◆ Text shown ◆
============================================================
Beehive Chat: 'The Denial of Humanity'


Comment By Tariana Turia

The press release from the Government was glowing. "The Living Standards 2004 Report shows that three in four New Zealanders report having a fairly comfortable to very good living standard".

But in the 312 words they dedicated to their announcement, three were conspicuously absent: Maori; Pasifika and poverty. The headline actually should have been 'disparities have increased'. Full stop. End of story.

The Economic Living Standards Index is used to directly measure the living standards of New Zealanders. It describes an increased level of inequality of living standards within Aotearoa, with Maori and Pacific people, beneficiaries and low-income families with children showing increases in the proportions of people in "severe hardship". Yet this fact that latest evidence reports a "higher proportion of Maori people in hardship" doesn't even rate a mention in the Government's release.

Forty percent of Maori and 58% of the Pacific population were in some degree of hardship, compared to only 19% of Europeans.

The proportions of the Maori and Pacific populations experiencing hardship, are also more skewed towards the "severe hardship" end of the living standards continuum now than in 2000. For example, in 2000, 7% of Maori and 15% of Pacific people were in "severe hardship". By 2004 this had increased to 17% and 27% respectively.

The results highlight the poor living standards of many beneficiary children, with more than 30% of the children in these families in "severe hardship". It should not be a surprise to anyone that most children experiencing hardship were concentrated in Maori, Pacific and sole-parent beneficiary families. 61% of beneficiaries with children were in significant or severe hardship in 2004, a huge increase; up from 41% in the year 2000.

How shocking is that. Children have the lowest average living standard of all the age groups. They are disproportionately at the lower end of the ELSI scale, with more than one in three (38%) in some degree of hardship. The report concludes there is a higher rate of income poverty amongst children. And yet the Government sings a song that 3 out of 4 Nzers are 'comfortable'.

These are terrible results, which represents a Government which couldn't care less about the working poor, about vulnerable children, about impoverished families. The Maori Party will continue to point out the urgent need for support for whanau to experience transformation. Transformation from poverty to decent living standards; from multiple 'lifeshock' factors, to sites of wellbeing.

The report findings are strikingly clear:

"The results in the report vividly reinforce previous knowledge concerning the higher prevalence of disadvantage among Maori and Pacific people. The results underline the importance of maintaining a strong focus on finding effective ways of reducing these disparities".

Ironically, a conclusion which the United Nations Special Rapporteur also shared - as have numerous health and social analysts in recent months. The big question is - when will the Government listen?

Finally, there was one finding in the report, which the Government has been happy to trumpet as part of what Social Development Minister Benson-Pope described as a "largely positive picture".

Over the four year period, there has been greater 'within-group' variation in living standards. For example, there is now a greater spread of living standards among Maori, with a higher proportion in hardship and a higher proportion with good living standards.
============================================================
[Pointing dataset samples]
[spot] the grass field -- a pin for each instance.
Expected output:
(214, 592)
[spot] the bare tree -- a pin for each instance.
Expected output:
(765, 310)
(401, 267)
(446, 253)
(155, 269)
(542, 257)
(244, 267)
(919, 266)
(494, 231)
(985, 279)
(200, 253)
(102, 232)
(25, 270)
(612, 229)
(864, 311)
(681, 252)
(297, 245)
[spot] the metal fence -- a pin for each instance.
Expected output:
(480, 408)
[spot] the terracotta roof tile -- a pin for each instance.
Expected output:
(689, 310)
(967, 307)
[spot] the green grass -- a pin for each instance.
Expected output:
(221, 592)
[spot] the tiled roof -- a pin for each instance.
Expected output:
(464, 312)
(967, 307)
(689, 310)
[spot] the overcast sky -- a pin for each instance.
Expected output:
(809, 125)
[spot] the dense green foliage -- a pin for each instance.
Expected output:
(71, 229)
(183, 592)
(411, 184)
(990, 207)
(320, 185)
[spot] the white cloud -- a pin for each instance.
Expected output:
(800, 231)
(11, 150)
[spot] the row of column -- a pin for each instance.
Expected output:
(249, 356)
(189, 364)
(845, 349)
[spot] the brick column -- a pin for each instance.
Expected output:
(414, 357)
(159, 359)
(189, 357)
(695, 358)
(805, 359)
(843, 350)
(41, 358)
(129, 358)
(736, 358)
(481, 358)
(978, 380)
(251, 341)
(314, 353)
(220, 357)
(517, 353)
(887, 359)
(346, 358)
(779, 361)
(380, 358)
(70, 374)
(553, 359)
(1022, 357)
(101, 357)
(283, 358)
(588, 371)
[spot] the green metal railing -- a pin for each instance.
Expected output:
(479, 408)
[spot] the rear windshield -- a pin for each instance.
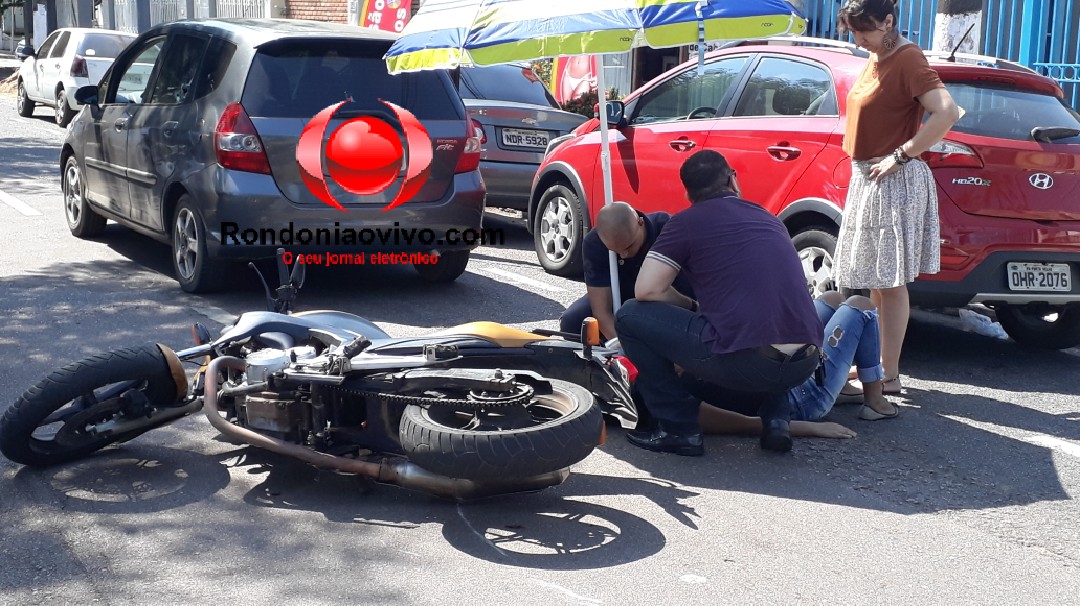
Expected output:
(103, 45)
(295, 79)
(504, 82)
(1007, 112)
============================================================
◆ Task 1 ◆
Please rewrite the paragraph of the living standards commentary that begins "The results highlight the poor living standards" as a short bulleted list that keeps its main figures.
◆ Task 2 ◆
Write what comes next in the living standards commentary, picking up after its last sentence.

◆ Right answer 1 ◆
- More than 30% of children in beneficiary families were in "severe hardship."
- Most children in hardship were in Maori, Pacific and sole-parent beneficiary families.
- In 2004, 61% of beneficiaries with children were in significant or severe hardship, up from 41% in 2000.

◆ Right answer 2 ◆
I will be the first to recognise the outstanding successes that tangata whenua have made, and continue to make to the nation.

These include amazing outcomes from wananga which provided extensive opportunities to second chance learners and achieved considerable success. Or the fact that earlier this year, we learnt that Maori are the third-most entrepreneurial people in the world (after Thailand and Venezuela).

Yet New Zealand's recent experience demonstrates that Government is only too willing to shut down innovation when it suits.

We have seen the numbers of Maori Private Training Establishments dwindling, Maori Primary Health Organisations struggling, and wananga numbers have decreased markedly. As we all know - wananga were attacked, because other tertiary institutions in the sector were suffering. It's the old tall poppy syndrome kicking in again.

And with entrepreneurs, we have to ask why it is that only 37% of Maori entrepreneurial start-ups survive three and a half years, compared to 62% in the general population. What is the Government not doing, in terms of the failure to provide sustainable support to Maori entrepreneurs?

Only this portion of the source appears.